### [WHAT IS REQUIRED]
Convert every line of the listing below into a numbered list, omitting any blank lines.

□ □ □ □

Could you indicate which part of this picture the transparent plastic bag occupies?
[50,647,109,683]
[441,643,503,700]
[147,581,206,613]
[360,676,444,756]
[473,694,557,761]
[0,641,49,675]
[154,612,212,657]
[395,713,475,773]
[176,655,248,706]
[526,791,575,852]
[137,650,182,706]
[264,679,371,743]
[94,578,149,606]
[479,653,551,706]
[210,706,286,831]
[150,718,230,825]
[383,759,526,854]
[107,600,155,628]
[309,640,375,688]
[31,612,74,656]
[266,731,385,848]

□ □ □ □

### [ANSWER FOR THIS EXERCISE]
1. Could you indicate which part of this picture the transparent plastic bag occupies?
2. [50,647,109,683]
3. [441,643,503,700]
4. [147,581,206,613]
5. [360,676,444,756]
6. [473,694,557,761]
7. [0,641,49,675]
8. [154,612,212,657]
9. [395,713,475,773]
10. [176,655,248,706]
11. [526,791,575,852]
12. [137,650,182,706]
13. [264,679,371,743]
14. [94,578,149,606]
15. [479,653,551,706]
16. [210,706,286,831]
17. [150,718,230,825]
18. [383,759,526,854]
19. [107,600,155,628]
20. [309,640,375,688]
21. [31,612,74,656]
22. [266,731,385,848]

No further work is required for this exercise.